-- Start of PROVIDED TEXT --

Currying can be done explicitly with lambdas—say we want to curry two arguments into a three-argument function.
lambda { |c| zoog( 1, 2, c ) }
Two arguments curried in, one argument still dangling. Let us explain this concept further with the help of two examples.
Example 1 Let us consider a site which allows us to play music files. Now, for each music file we play, the relevant information to be passed to play the system is Album Name, Track Number and Player to be used by that site. Let’s consider a scenario where a music site uses only one type of player every time. Let’s say the sites and player is – Mp3 Site (Jukebox Player). Instead of passing the same Player Name every time to the site, we can curry the player Name in the function Play and thus we’ll be sending the only minimum necessary parameters required to play the file while the site-specific information, i.e. the player name will be curried.
def play(albumname,songname,player)
@albumname = albumname
@Trackname = songname
@player = player
puts "The album is #{@albumname} Track is #{@Trackname} and Player is #{@player}"
end
Using Curying mp3site = lambda{|albumname,songname| play(albumname,songname,"Jukebox")}
Input Without Using Currying play("The Best of Bryan Adams", "Track 7", "Jukebox") play("MLTR", "Track 1"," Jukebox ") play("MLTR", "Track 11"," Jukebox ")
Input Using Currying mp3site.call("The Best of Bryan Adams", "Track 7") mp3site.call("MLTR", "Track 1") mp3site.call("MLTR", "Track 11")
In real time scenario, we can put in the actual code which plays the requested file in the function 'play'. The primary purpose of the code is to show that we have all the values required to play the file.
Example 2 The following program illustrates the concept of Currying using a simple example of a basic calculator. The method calculator accepts two operands var1 & var2 performs the operation specified by 'op' on the two operands and returns the result. The method 'calculate' thus accepts 3 arguments. Now, calling this method again and again would lead to poor readbility. Instead by implementing currying we can improve the readability of the code. In the following code we have made use of the 'calculate' method with currying as well as without using curring. Places where 'calculate' is called using calculate(3,+,4) are instances where currying is not used.Places where either of 'add','sub','mul','div' have been used implements currying.

-- End of PROVIDED TEXT --

▶ DIRECTION 1: According to the currying text, how many arguments does the 'calculate' method accept?
The currying text has no connection to the listing that follows.

-- Start of MATERIAL TO PROCESS --

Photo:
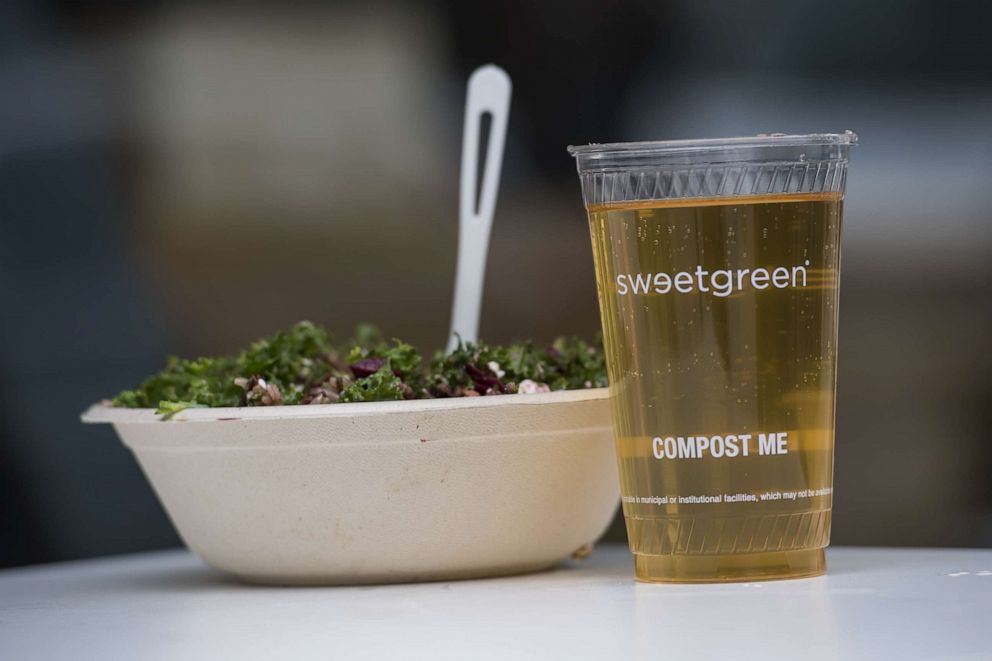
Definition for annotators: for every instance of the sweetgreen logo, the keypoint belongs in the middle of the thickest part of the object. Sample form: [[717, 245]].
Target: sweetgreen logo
[[722, 282]]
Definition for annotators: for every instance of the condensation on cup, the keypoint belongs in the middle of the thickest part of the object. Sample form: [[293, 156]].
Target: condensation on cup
[[717, 265]]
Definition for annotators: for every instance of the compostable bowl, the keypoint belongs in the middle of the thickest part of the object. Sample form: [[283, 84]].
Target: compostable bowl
[[382, 491]]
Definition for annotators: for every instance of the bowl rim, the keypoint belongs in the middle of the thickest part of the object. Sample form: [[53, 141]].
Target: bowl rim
[[103, 412]]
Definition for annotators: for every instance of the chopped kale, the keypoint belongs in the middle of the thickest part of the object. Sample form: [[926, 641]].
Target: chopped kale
[[304, 366]]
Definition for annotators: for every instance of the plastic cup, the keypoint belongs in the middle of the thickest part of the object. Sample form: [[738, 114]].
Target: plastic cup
[[717, 263]]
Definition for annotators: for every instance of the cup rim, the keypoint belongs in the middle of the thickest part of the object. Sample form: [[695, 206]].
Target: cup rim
[[601, 150]]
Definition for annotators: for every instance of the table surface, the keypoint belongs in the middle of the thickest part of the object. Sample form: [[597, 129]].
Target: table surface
[[874, 604]]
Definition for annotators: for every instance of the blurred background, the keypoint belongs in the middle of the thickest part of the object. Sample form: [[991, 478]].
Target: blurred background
[[186, 177]]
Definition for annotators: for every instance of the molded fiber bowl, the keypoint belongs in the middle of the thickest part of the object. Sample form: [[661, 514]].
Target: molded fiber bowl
[[384, 491]]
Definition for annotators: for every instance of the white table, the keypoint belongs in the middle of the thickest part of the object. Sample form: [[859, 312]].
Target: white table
[[874, 604]]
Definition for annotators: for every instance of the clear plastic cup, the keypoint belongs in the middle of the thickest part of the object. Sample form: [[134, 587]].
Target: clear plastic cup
[[718, 263]]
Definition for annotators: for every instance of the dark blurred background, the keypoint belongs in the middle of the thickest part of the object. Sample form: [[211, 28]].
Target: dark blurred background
[[186, 177]]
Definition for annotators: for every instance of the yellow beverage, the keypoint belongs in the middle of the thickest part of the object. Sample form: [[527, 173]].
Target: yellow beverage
[[720, 325]]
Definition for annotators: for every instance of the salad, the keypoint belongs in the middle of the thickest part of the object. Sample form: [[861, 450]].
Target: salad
[[304, 365]]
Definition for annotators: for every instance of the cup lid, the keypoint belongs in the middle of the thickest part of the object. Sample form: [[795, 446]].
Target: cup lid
[[659, 147]]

-- End of MATERIAL TO PROCESS --

▶ DIRECTION 2: Please express the listing as a two-column CSV with columns named request and point, one row per request, starting with the listing line that contains "form: [[695, 206]]." and going on through the line that contains "[[718, 263]]". Put each request's text and its answer in its own quoted field, turning line breaks into spaces.

▶ WRITTEN RESPONSE 1: Three.

▶ WRITTEN RESPONSE 2:
request,point
"Definition for annotators: for every instance of the cup rim, the keypoint belongs in the middle of the thickest part of the object. Sample form: [[695, 206]]. Target: cup rim","[[601, 150]]"
"Definition for annotators: for every instance of the table surface, the keypoint belongs in the middle of the thickest part of the object. Sample form: [[597, 129]]. Target: table surface","[[874, 604]]"
"Definition for annotators: for every instance of the blurred background, the keypoint belongs in the middle of the thickest part of the object. Sample form: [[991, 478]]. Target: blurred background","[[186, 177]]"
"Definition for annotators: for every instance of the molded fiber bowl, the keypoint belongs in the middle of the thickest part of the object. Sample form: [[661, 514]]. Target: molded fiber bowl","[[384, 491]]"
"Definition for annotators: for every instance of the white table, the keypoint belongs in the middle of the thickest part of the object. Sample form: [[859, 312]]. Target: white table","[[874, 604]]"
"Definition for annotators: for every instance of the clear plastic cup, the keypoint belongs in the middle of the thickest part of the object. Sample form: [[134, 587]]. Target: clear plastic cup","[[718, 263]]"